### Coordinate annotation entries
********
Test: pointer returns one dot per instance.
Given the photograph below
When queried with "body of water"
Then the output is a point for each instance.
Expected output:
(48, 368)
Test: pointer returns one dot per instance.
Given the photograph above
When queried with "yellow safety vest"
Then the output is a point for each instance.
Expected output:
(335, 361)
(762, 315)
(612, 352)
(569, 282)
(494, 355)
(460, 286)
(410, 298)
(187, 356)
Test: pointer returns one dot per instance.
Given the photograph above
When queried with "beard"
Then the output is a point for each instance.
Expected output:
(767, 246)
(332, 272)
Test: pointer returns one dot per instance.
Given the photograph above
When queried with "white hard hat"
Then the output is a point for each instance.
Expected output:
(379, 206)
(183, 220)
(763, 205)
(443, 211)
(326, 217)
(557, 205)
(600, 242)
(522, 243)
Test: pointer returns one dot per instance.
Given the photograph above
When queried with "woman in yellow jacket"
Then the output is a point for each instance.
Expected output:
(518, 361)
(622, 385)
********
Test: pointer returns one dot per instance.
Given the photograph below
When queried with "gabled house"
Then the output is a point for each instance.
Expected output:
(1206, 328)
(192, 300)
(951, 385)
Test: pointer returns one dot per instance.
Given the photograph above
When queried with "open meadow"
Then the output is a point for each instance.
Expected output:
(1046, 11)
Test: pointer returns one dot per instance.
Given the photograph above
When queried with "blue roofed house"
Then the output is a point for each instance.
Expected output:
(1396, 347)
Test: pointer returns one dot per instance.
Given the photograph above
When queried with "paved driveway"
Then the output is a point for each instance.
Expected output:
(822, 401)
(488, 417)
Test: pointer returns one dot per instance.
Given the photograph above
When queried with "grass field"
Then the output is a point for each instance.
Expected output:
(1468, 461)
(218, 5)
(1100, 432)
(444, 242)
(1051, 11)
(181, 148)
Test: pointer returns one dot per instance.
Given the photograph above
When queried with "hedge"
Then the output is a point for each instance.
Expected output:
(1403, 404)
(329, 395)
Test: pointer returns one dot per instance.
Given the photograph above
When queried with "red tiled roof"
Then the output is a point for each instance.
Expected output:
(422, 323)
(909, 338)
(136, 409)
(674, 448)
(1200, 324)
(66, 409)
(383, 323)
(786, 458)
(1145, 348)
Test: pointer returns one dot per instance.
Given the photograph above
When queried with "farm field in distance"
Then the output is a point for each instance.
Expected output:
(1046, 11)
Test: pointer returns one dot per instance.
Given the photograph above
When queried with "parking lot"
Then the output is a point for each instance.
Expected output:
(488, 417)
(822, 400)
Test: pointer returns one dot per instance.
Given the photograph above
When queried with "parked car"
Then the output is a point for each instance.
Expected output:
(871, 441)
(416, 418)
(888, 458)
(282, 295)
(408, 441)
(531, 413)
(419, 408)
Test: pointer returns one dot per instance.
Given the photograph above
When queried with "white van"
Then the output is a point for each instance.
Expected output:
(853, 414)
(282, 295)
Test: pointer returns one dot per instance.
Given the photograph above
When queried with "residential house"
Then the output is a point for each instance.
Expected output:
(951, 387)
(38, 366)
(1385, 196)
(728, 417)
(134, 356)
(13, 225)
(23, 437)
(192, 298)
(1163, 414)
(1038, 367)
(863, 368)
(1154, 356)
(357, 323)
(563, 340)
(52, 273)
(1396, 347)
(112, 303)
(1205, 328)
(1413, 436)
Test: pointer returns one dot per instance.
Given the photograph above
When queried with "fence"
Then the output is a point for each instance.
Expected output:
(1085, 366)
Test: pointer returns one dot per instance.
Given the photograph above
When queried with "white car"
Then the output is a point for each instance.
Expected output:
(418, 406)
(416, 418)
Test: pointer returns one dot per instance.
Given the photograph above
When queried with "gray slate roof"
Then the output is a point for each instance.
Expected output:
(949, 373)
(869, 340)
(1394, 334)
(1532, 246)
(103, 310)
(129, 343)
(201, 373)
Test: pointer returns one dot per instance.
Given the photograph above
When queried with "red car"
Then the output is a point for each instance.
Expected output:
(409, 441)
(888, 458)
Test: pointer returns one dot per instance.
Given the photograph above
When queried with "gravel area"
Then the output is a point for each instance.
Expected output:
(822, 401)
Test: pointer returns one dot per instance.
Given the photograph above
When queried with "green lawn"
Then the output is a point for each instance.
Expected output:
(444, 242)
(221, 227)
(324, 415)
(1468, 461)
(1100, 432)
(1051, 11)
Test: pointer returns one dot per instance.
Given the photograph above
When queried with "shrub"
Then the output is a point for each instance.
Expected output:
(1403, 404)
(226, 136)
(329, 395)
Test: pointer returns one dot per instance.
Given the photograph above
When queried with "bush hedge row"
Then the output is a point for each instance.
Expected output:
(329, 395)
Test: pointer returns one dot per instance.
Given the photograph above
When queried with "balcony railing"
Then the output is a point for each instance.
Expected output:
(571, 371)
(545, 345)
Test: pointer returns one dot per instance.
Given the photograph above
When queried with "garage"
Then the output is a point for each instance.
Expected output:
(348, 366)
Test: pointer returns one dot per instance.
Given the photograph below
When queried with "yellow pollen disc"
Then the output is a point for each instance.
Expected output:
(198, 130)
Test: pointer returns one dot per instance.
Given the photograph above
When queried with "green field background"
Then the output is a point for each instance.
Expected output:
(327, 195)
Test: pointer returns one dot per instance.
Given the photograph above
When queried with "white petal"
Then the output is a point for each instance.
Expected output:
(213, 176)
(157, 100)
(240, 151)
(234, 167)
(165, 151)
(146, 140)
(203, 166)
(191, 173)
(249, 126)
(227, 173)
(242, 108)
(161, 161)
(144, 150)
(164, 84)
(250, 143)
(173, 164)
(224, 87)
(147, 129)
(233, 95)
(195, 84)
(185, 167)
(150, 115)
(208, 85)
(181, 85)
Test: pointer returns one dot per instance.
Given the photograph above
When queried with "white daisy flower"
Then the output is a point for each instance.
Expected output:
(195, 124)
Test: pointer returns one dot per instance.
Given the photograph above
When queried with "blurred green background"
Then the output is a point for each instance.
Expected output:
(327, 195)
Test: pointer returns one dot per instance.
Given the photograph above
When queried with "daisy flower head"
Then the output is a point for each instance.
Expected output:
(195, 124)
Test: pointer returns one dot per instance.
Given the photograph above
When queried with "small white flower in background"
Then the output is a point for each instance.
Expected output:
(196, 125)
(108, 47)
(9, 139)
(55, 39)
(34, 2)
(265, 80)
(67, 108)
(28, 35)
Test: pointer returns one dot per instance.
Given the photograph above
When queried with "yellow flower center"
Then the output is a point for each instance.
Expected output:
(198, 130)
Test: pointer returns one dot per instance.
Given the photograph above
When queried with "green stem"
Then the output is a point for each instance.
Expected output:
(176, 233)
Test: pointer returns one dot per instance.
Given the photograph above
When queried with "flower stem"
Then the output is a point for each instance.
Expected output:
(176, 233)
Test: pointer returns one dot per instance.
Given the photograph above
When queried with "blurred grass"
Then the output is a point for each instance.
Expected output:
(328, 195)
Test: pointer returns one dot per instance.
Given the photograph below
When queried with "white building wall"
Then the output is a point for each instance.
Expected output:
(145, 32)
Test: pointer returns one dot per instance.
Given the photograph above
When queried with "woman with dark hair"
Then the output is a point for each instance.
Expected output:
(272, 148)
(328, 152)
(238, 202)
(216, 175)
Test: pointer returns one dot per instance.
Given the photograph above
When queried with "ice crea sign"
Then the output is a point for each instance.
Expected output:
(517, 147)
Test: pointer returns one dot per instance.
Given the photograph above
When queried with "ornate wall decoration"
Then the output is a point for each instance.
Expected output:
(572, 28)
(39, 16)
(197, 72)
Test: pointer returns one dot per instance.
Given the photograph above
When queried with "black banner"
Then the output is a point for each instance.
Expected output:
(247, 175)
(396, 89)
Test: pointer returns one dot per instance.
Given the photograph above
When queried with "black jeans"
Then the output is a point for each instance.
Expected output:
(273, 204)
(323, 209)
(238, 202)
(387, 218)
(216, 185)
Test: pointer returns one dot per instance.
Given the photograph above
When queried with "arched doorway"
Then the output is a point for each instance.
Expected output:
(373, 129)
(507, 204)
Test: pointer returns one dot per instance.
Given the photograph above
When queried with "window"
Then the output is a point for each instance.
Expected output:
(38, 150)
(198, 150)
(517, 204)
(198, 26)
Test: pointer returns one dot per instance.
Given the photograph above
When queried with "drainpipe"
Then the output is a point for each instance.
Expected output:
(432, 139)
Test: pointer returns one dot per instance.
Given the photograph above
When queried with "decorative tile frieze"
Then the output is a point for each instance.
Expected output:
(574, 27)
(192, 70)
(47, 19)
********
### INSTRUCTION
Pick out and copy every line of the records that contains the word "black", treating uppercase and lowercase as different.

### WRITTEN SOLUTION
When queried with "black banner"
When queried with "black jeans"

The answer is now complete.